§ Ejercicio
Cuenta las líneas de los ítems de abajo que contienen la cadena "tree", teniendo en cuenta mayúsculas y minúsculas. Responde solo con el número.

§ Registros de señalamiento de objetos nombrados
..........
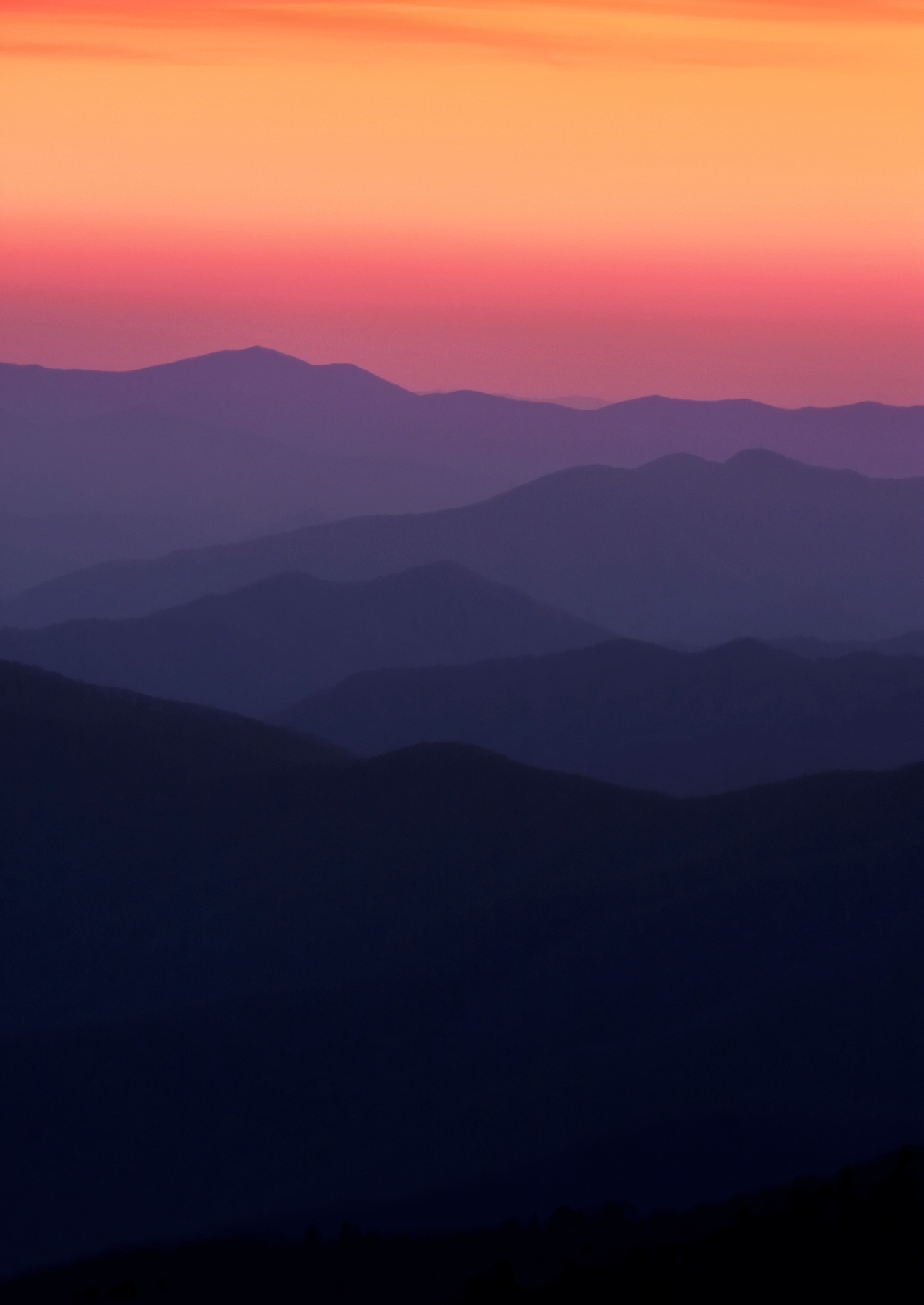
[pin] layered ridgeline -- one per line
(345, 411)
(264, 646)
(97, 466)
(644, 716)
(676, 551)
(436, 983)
..........
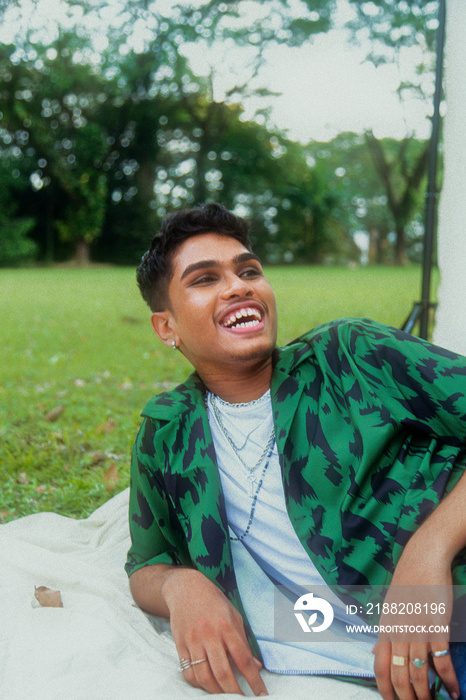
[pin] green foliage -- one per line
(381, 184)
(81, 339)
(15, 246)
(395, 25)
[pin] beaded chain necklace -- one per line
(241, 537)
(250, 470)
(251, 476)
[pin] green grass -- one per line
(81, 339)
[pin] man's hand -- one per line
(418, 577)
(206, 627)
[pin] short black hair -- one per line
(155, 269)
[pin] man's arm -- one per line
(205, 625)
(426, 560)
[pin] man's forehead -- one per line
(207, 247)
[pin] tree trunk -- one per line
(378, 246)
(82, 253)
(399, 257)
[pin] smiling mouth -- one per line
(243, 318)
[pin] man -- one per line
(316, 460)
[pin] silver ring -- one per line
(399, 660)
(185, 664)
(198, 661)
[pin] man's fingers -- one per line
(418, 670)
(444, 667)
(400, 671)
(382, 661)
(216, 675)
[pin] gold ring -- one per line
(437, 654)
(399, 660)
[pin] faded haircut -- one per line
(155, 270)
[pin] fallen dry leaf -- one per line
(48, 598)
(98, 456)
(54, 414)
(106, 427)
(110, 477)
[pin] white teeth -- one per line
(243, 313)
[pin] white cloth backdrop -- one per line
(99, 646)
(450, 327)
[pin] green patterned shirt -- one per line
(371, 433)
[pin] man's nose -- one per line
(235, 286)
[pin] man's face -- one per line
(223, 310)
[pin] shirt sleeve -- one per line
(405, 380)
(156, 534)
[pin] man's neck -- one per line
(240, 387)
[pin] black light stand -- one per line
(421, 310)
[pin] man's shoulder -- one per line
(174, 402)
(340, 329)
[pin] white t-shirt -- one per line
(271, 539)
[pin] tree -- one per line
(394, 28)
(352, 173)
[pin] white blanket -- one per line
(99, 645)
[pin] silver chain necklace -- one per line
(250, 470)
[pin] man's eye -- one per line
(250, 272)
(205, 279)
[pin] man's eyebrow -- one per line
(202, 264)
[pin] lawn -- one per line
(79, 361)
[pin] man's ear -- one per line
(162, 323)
..........
§ Solución
2